» **Written exercise**:
Please show each line of the records that contains the string "point".

BEGIN Record set

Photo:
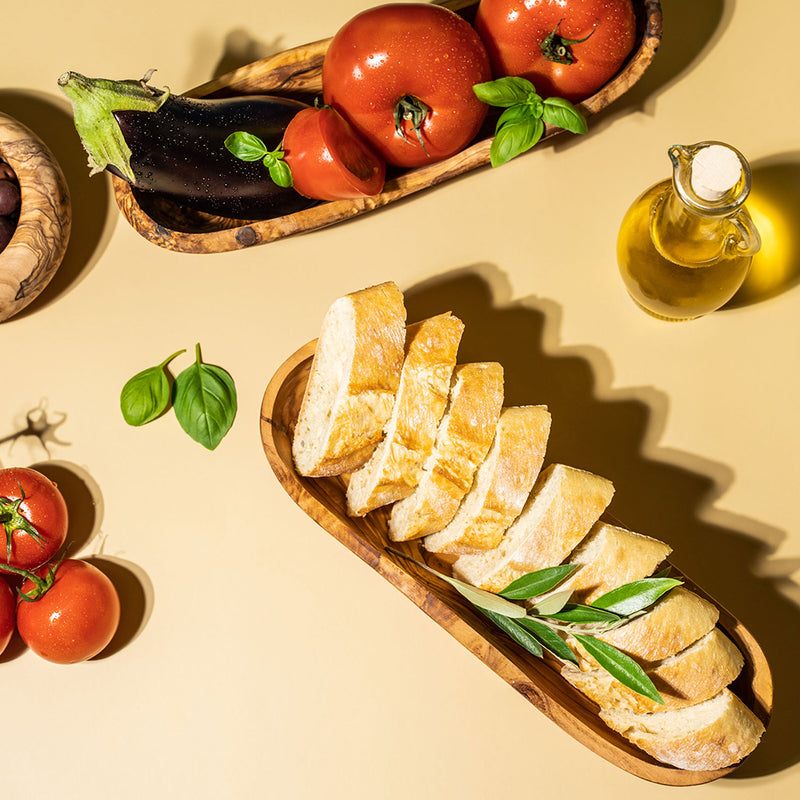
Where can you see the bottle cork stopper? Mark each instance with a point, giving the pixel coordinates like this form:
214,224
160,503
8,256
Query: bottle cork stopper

END Record set
BEGIN Record set

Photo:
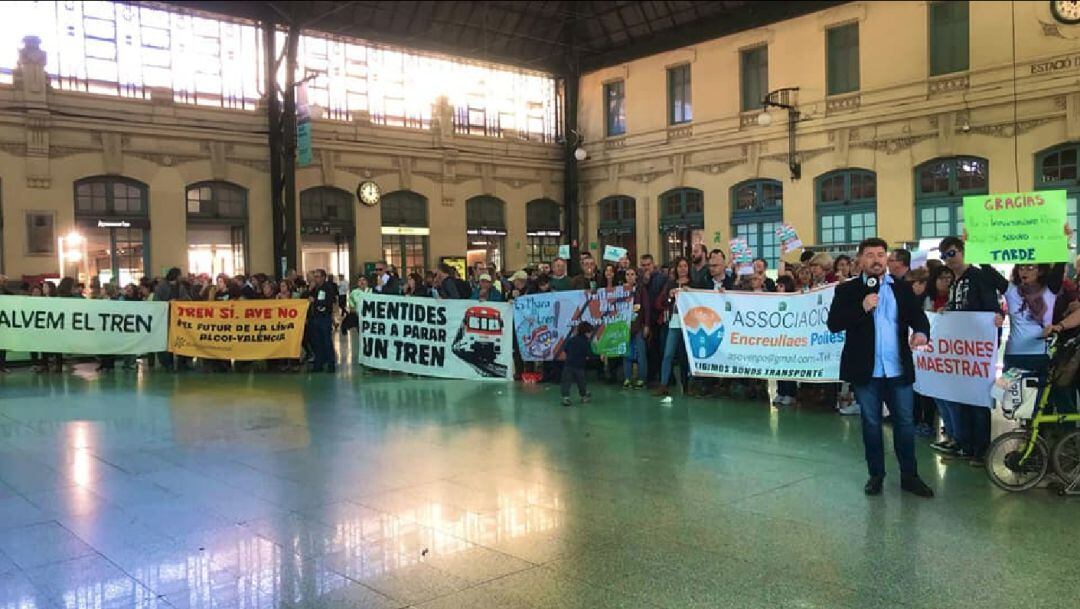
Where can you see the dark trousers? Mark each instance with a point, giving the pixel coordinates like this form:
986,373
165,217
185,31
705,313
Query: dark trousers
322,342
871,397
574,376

END Record set

» **Full solution**:
Where can you see the bottle cork stopper? Mark each instance with a point, giving the pixel coordinates like this form:
Where can you see the dark trousers? Mark each instance with a point, giving the pixel coordinates like this form:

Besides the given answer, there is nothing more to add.